Work order:
Copy, from the material below, each line that contains the word "clicks".

Data supplied:
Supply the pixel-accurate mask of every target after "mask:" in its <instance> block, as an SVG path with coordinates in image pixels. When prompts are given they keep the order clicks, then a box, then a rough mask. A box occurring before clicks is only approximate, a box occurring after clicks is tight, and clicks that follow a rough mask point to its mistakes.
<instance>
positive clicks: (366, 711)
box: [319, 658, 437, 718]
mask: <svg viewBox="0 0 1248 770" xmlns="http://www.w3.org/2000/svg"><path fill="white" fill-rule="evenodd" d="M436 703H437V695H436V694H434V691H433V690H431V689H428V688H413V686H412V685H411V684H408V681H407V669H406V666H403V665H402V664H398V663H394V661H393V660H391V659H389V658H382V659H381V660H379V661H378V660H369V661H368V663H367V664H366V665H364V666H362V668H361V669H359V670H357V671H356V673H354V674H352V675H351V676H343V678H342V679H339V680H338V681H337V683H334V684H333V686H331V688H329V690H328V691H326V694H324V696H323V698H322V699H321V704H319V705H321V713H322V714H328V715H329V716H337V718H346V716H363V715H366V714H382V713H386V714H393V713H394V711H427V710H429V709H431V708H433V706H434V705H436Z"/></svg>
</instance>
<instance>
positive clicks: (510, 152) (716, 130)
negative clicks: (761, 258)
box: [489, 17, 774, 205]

Written answer:
Supply the pixel-accurate mask of every target after "mask:" in its <instance> block, as an SVG path with coordinates in image pixels. When prompts are given they keep the order clicks, then a box, then a rough mask. A box occurring before clicks is only approximate, a box occurring after clicks is tight, and clicks that follow a rough mask point to its mistakes.
positive clicks: (366, 711)
positive clicks: (510, 152) (716, 130)
negative clicks: (761, 258)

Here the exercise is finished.